Write out every line of the data below, shifting each coordinate in the answers by -109 and leaving all other text as it is. Leave the pictures out.

—————

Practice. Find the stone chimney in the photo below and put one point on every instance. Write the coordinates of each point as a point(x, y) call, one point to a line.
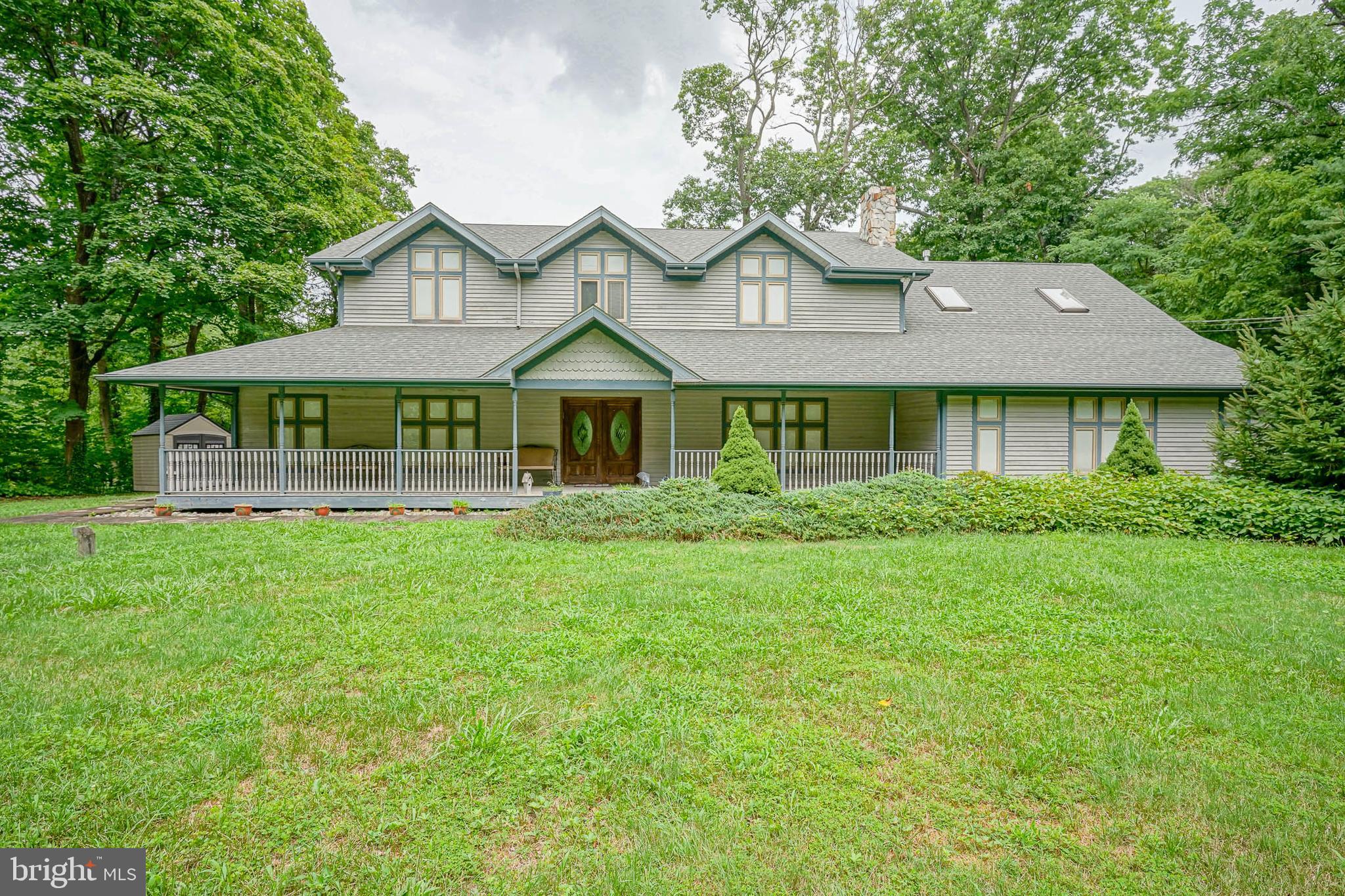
point(879, 217)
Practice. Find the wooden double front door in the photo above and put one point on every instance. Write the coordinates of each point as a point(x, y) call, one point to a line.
point(600, 440)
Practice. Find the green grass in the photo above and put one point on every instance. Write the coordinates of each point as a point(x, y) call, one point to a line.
point(384, 708)
point(30, 507)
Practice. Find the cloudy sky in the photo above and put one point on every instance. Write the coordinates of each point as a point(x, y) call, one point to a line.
point(540, 113)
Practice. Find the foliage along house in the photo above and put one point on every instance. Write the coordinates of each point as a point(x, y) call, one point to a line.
point(627, 350)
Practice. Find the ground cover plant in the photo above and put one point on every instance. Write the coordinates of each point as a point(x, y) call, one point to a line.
point(911, 503)
point(391, 708)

—————

● In response:
Practice. Find the stone chimney in the photo below and put one point on every instance. Write the coordinates of each point as a point(x, y) call, one point to a line.
point(770, 108)
Practice. Find the wooden double front door in the photo above and put one point on every instance. Write the coordinates of each point as a point(x, y) call, one point to a line.
point(491, 331)
Practice. Find the green grass in the photo above and put one point on every instance. Write the coordinates of each point as a point(x, y) call, one point to a line.
point(275, 599)
point(-79, 398)
Practice. Find the cloudy sky in the photo above and put one point on every instance. Write the coordinates of each point as a point(x, y) call, one point to a line.
point(431, 4)
Practice. Find the foliage along house in the photo above and put one point on every instance. Write the coordinates of each point as a point(x, y) call, one point to a line.
point(518, 241)
Practice. Find the ground cover plant in the photo above and put one point on every instance. Write the coordinates of each point as a point(x, y) call, one point to a line.
point(802, 394)
point(282, 599)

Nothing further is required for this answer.